Indonesia and Friends

Prambanan


If there's one travel advice I would give you, it is to travel with a local, and if you can, travel with a local friend.

That's what I did when I visited Indonesia last week.




I made a lot of Indonesian friends when I was studying in Tokyo. I guess it is because even though our religions were different, us Filipino students could relate the most with them. My Indonesian friends were funny, loud, loved food, music, and were always smiling --- and I imagine they would say the same exact thing about us Filipinos.

Listed entries>
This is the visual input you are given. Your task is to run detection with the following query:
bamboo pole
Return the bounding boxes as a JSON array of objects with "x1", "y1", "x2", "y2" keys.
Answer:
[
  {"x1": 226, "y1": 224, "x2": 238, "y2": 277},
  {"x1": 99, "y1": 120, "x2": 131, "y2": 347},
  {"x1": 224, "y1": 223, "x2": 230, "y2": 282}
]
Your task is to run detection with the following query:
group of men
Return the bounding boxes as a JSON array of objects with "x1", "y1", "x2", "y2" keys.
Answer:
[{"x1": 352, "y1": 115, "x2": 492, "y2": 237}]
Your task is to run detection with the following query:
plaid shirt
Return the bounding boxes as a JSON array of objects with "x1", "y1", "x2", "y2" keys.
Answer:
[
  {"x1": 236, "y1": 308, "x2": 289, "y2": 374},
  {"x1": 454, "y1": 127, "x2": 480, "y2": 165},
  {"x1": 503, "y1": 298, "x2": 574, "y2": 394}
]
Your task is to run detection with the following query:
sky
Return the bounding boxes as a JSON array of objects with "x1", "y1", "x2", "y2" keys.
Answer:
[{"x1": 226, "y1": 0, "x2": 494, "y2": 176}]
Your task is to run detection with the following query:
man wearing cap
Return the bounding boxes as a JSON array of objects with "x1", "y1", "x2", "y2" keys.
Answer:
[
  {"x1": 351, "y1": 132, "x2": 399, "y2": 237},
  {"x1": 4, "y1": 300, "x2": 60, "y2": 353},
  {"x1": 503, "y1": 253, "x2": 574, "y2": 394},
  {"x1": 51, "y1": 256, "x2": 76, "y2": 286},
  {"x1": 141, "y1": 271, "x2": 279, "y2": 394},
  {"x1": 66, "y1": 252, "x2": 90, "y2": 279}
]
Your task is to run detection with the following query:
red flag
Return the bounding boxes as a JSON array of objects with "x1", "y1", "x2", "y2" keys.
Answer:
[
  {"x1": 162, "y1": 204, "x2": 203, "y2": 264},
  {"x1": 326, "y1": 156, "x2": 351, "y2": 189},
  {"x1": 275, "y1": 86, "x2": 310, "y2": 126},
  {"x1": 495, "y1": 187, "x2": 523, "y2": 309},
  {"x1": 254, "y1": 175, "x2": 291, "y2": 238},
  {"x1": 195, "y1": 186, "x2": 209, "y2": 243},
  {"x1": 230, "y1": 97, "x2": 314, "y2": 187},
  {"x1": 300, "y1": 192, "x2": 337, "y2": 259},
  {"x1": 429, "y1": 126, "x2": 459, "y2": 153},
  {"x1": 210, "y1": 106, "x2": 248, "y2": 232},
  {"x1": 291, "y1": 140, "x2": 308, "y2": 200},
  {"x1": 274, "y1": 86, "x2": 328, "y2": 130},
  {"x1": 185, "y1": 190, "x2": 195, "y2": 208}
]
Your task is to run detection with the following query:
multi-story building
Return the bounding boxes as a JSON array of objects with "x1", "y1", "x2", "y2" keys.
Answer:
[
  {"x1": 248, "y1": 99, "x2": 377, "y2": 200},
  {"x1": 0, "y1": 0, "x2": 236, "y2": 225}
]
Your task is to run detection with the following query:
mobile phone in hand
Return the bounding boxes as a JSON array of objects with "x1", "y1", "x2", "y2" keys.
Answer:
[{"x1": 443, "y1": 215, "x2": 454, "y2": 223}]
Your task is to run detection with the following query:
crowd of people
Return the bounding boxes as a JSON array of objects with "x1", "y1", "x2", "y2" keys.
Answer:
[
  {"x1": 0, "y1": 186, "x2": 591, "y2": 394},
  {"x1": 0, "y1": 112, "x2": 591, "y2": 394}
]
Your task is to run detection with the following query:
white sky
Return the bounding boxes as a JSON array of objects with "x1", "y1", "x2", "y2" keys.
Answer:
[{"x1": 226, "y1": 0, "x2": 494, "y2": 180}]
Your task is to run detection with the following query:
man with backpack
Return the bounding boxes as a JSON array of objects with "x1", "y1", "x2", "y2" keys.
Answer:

Short problem> Reproduce the stretch of the Indonesia travel post from "If there's one" through "Indonesia last week." word for word.

Solution to the problem>
If there's one travel advice I would give you, it is to travel with a local, and if you can, travel with a local friend.

That's what I did when I visited Indonesia last week.